### Short problem
Collect every line in the records below that contains the string "gray" and copy each one in full. Case counts.

* START Task material *

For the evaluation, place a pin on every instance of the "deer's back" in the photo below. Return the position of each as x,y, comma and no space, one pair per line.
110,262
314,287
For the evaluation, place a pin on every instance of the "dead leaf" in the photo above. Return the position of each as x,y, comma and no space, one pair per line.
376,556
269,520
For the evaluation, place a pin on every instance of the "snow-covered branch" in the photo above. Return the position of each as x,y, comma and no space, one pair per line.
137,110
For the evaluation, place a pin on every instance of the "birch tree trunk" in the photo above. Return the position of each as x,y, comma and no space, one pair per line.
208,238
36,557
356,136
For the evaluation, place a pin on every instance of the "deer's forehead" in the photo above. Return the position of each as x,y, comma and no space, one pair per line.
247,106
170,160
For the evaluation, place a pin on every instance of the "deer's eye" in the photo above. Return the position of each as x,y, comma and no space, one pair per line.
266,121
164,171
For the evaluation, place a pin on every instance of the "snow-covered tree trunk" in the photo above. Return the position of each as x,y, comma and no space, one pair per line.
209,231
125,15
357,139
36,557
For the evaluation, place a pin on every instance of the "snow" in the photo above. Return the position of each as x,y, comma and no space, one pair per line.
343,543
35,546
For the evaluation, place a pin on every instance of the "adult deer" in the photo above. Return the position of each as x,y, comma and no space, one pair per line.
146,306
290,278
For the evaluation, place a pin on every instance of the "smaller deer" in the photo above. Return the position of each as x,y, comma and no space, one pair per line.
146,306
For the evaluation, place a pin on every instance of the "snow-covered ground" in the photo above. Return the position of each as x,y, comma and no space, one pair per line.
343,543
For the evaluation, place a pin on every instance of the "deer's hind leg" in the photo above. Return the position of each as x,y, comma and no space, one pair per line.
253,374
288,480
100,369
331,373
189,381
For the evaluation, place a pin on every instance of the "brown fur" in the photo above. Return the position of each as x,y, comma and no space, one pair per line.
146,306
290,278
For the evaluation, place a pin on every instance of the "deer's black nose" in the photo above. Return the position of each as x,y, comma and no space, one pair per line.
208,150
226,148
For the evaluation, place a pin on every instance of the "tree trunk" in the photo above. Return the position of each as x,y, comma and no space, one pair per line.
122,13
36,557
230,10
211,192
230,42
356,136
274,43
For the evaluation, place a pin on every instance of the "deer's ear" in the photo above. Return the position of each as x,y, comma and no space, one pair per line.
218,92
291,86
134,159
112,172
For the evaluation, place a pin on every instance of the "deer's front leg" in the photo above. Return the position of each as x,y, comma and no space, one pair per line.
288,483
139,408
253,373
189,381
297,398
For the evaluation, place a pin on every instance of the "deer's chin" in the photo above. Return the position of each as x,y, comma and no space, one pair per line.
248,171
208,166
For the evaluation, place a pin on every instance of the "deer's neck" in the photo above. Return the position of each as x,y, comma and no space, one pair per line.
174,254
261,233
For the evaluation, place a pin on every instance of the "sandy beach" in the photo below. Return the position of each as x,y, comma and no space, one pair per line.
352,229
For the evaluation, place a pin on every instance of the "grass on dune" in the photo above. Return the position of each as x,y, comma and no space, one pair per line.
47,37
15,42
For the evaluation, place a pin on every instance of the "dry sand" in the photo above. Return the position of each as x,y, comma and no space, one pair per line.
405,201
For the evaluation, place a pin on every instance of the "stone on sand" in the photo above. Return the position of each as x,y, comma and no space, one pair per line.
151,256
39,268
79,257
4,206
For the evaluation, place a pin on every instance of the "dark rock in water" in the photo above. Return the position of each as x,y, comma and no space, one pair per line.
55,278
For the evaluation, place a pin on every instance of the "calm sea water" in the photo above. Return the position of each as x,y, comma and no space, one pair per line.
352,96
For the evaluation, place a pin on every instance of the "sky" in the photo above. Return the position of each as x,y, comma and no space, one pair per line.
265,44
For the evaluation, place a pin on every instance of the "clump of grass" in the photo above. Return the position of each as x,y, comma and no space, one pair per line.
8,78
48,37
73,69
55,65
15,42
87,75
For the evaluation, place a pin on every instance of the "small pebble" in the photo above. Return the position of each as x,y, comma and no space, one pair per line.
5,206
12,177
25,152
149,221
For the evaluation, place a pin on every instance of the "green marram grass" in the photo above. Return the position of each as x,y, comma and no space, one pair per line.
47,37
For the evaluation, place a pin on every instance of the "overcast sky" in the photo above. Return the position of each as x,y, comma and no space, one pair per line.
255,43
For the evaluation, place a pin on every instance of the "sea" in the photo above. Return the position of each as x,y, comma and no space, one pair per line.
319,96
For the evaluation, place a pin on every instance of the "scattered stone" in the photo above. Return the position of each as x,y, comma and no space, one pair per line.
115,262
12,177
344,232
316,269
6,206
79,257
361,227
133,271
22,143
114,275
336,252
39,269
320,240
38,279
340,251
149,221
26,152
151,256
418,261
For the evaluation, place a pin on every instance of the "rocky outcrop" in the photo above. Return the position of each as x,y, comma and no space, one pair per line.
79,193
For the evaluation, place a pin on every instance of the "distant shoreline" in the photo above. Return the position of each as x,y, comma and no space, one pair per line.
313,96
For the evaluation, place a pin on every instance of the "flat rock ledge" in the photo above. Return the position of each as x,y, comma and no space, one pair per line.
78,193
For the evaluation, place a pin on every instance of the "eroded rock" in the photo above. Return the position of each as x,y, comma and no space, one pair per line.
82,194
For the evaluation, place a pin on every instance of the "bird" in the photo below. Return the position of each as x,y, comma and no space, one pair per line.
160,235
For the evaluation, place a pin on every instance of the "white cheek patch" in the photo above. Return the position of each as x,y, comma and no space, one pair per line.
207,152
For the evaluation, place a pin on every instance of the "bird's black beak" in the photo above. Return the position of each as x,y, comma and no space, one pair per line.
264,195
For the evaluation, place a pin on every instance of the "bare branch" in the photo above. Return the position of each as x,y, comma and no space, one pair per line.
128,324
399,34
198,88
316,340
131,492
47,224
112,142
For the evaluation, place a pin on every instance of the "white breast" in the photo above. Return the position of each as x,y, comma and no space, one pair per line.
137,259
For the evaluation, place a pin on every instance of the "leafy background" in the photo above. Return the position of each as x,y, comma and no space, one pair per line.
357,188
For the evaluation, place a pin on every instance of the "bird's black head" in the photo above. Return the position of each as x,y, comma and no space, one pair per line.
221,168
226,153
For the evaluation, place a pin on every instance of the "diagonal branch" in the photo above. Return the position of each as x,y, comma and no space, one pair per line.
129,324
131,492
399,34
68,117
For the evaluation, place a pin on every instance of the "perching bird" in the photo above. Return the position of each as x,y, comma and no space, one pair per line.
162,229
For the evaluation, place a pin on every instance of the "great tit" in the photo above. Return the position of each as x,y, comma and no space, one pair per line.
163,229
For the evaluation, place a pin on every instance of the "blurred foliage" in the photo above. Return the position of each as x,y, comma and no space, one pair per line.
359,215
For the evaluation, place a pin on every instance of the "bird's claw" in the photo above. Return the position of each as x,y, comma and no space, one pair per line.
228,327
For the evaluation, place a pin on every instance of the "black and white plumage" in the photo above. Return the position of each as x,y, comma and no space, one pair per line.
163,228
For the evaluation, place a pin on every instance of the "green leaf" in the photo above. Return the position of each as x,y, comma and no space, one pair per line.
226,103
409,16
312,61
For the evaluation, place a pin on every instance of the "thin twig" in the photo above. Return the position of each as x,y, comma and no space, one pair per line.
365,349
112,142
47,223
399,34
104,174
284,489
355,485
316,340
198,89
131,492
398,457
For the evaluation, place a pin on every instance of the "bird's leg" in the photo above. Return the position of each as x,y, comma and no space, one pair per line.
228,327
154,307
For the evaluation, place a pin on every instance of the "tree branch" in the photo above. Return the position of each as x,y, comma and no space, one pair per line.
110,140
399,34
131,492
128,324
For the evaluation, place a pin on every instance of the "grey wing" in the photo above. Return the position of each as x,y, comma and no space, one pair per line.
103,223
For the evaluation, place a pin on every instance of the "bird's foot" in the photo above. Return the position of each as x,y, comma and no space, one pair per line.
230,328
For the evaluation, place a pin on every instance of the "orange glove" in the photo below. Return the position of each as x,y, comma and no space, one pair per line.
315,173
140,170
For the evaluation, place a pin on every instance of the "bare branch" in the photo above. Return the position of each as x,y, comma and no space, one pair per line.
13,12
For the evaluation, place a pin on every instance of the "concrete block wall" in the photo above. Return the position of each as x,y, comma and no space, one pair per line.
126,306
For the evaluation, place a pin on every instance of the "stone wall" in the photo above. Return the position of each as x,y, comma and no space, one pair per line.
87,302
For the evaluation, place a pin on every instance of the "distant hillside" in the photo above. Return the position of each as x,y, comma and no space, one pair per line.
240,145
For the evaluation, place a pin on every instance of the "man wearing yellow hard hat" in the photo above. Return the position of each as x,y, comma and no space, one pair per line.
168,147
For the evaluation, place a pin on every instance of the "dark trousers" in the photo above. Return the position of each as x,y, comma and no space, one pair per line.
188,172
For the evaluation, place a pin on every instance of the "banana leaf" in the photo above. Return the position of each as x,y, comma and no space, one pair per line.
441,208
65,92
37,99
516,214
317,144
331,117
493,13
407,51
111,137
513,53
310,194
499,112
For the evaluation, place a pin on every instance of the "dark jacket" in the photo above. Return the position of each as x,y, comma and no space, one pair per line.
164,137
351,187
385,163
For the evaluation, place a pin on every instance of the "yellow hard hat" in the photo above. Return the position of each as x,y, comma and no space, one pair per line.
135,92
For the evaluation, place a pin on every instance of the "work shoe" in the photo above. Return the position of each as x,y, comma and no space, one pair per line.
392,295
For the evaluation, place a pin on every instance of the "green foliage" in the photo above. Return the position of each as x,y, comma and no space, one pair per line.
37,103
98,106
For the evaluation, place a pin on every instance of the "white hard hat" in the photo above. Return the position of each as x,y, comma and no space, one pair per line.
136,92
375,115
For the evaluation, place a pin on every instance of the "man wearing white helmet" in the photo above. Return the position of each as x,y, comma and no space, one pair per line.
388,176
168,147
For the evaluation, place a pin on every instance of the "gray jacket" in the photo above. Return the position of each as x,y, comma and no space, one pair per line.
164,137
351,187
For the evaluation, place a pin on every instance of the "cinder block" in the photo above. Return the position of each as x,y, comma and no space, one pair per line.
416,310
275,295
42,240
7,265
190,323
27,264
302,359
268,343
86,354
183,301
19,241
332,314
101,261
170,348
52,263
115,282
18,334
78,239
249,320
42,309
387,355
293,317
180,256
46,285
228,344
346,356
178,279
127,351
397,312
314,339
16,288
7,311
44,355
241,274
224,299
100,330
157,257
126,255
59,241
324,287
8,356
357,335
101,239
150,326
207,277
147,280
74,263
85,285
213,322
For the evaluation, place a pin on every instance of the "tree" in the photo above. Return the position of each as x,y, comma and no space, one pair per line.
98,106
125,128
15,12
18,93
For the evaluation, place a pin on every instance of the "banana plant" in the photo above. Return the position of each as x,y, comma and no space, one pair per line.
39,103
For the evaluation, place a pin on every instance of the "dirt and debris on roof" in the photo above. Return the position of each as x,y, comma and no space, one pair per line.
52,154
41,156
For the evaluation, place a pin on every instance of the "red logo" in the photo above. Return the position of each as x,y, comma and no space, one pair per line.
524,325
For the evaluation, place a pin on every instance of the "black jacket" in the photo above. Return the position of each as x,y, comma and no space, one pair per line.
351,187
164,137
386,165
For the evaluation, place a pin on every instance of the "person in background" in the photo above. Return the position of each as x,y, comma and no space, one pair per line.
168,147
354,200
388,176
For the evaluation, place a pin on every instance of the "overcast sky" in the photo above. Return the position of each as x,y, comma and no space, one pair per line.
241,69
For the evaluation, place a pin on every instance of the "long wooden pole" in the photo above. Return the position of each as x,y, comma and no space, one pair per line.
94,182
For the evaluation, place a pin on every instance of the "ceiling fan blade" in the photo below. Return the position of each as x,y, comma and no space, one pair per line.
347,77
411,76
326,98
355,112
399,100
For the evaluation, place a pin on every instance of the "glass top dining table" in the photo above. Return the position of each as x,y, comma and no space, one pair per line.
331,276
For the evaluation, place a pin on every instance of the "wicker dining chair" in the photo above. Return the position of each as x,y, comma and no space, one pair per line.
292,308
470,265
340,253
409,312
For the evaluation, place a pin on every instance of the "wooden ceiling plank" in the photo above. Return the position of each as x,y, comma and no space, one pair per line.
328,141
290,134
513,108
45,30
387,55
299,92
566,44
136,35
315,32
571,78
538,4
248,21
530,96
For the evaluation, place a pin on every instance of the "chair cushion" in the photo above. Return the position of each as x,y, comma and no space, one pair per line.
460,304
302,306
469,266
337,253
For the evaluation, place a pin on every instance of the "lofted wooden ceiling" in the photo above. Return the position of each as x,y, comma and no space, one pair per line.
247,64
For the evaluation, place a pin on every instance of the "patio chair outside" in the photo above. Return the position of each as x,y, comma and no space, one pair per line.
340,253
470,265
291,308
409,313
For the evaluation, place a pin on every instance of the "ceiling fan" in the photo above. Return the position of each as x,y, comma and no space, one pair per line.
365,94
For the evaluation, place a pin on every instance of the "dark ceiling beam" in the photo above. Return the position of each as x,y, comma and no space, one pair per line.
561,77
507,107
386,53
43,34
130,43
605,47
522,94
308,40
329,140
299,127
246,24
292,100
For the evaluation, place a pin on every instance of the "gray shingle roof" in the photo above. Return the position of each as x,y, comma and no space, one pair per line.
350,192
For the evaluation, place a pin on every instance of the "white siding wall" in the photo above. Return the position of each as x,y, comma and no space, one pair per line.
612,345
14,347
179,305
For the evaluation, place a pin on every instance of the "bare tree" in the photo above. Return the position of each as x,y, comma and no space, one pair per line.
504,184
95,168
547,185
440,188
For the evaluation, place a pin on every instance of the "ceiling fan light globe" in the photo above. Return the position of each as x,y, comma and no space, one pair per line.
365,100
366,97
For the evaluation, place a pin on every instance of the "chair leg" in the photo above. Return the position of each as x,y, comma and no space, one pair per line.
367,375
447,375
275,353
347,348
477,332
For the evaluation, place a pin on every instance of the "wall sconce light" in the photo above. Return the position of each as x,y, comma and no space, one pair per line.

* END Task material *

### Result of the exercise
For the evaluation, place a pin on every instance of the "gray jacket" in the photo above. Return the position of each as x,y, comma and no space, one pair per line.
For the evaluation, place a pin on every instance of the "gray shingle roof" in the photo above. Return the position of each as x,y, comma and no space, one pair per line.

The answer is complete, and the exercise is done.